— start Records shown —

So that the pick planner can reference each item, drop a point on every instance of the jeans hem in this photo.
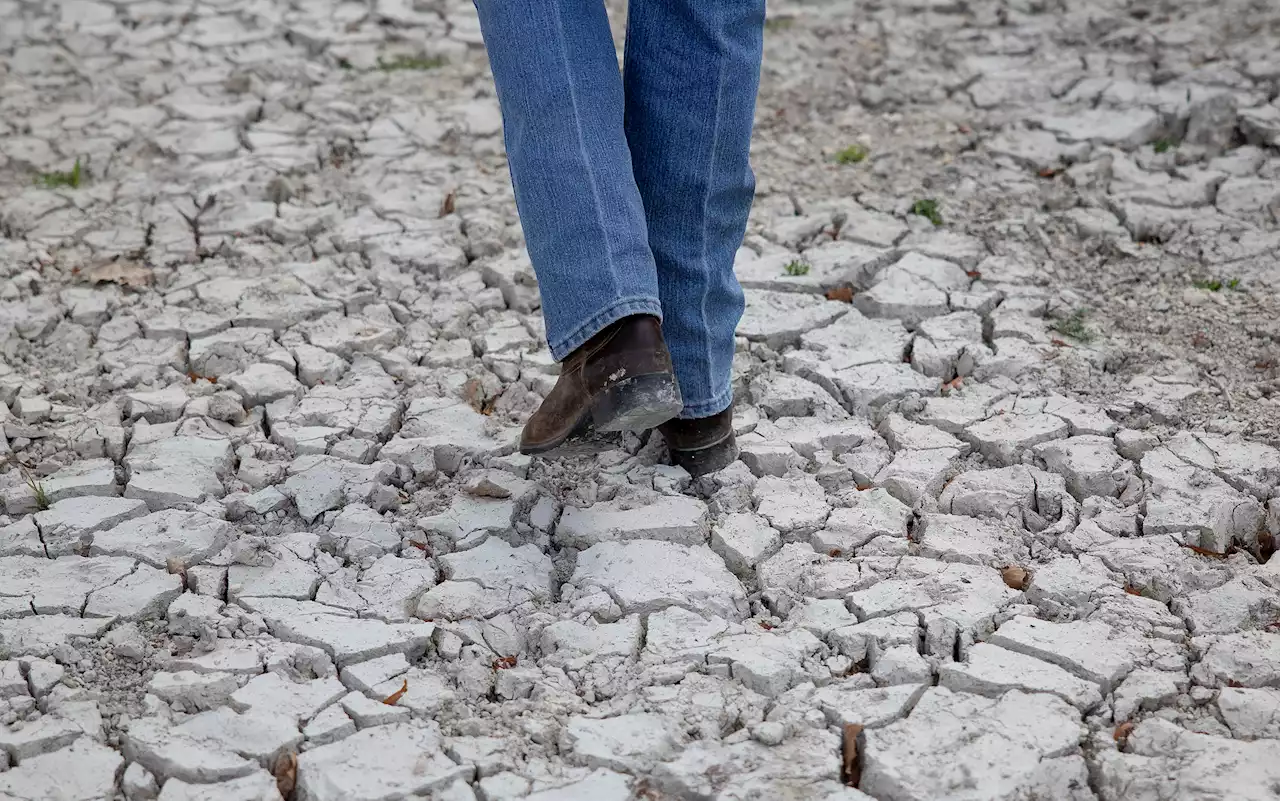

— end Records shown —
— start Records shown —

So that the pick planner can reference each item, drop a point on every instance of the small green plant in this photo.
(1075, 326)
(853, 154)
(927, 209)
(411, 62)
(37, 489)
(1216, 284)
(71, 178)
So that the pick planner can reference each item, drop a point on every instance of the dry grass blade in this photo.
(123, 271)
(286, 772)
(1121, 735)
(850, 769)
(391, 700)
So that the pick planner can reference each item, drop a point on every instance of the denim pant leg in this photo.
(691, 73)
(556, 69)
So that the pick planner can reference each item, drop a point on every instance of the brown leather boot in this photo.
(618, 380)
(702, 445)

— end Records shown —

Problem details: Locate each row above that contains the word "brown" and copy it out in full.

Response for this exercise:
So that the pick planner can reference each item, drop a point on every instance of the brown leather boot in this photo.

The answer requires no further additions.